> [PROBLEMS AND TASKS]
1. Do these statements agree with the England–Samoa match report? Answer yes or no for each, quoting the words from the report that decide it. (a) England were ahead at halftime. (b) Samoa's first Twickenham try was scored by Paul Williams. (c) Williams converted all of his straightforward penalty attempts.
2. Take the England–Samoa match report further, picking up after its last sentence.

> [TEXT BLOCK]

-------

/ 20 November 2010

No fireworks this time as England beat Samoa

England finished strongly to beat a doughty Samoa 26-13 on Saturday.

Although they failed to scale the heights of last week against Australia they secured back-to-back November international wins for the first time in six years.

England led 6-3 at the break with two Toby Flood penalties but Samoa, as always, tackled like demons and the islanders then earned the lead within a minute of the restart when fullback Paul Williams scored their first Twickenham try.

England struck back quickly through centre Matt Banahan with Flood converting and landing two penalties to earn some breathing space.

Replacement Tom Croft added a second try eight minutes from the end but Samoa had the last say when Fautua Otto crossed in the corner.

Manager’s warning
Whatever England did was likely to struggle to live up to last week’s dynamic opening against Australia but manager Martin Johnson had warned all week that the base had to be established before the fireworks could begin.

In fact, England were on the defensive for much of the early exchanges and, just as a week ago, were grateful for some poor goal kicking by the visitors.

Williams missed two of his three straightforward penalties as England made sloppy errors.

England ground their way into control via their pack and the crash-ball running of their back row where captain Nick Easter was prominent.

-------

> [DATASET EXCERPT]

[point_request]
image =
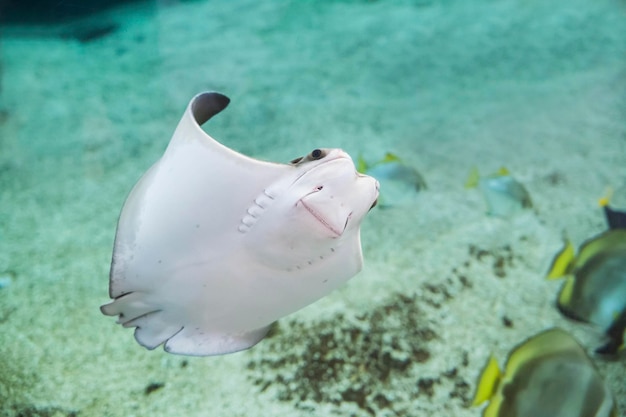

-------

> [SOLVED TASKS]
1.
(a) Yes: "England led 6-3 at the break with two Toby Flood penalties"
(b) Yes: "fullback Paul Williams scored their first Twickenham try"
(c) No: "Williams missed two of his three straightforward penalties"

2.
They did cross the Samoa line on three occasions in the first half but each time they could not force the legal try.

Ben Foden had a foot in touch when he slid in the corner, Chris Ashton was ruled to have been the beneficiary of a forward pass and James Haskell was held up.

So England had only two penalties from Flood as they reached halftime 6-3 ahead but with the Samoans forced to make almost 80 tackles in the 40 minutes, a second-half swamping was always on the cards.

Samoa, though, had obviously not read the script as within 35 seconds of the restart they had scored.

First touch
Halftime replacement lock Joe Tekori forced a turnover with his first touch and Williams took advantage to run through some disorganised home defending to score in the corner.

England regrouped quickly though and regained the lead with their first try as sharp passing by Shontayne Hape and Ashton sent Banahan over.

He thought he had scored another on the hour only for it to be ruled out for a foot in touch by Mark Cueto in the build-up.

Struggling to break through, England settled for two more Flood penalties to make the game safe.

Banahan opened the way for Croft, on for only five minutes as a replacement, to score under the posts before Otto had the last word for the visitors.

It made it six wins out of six for England against the Pacific islanders and maintained England’s upward curve .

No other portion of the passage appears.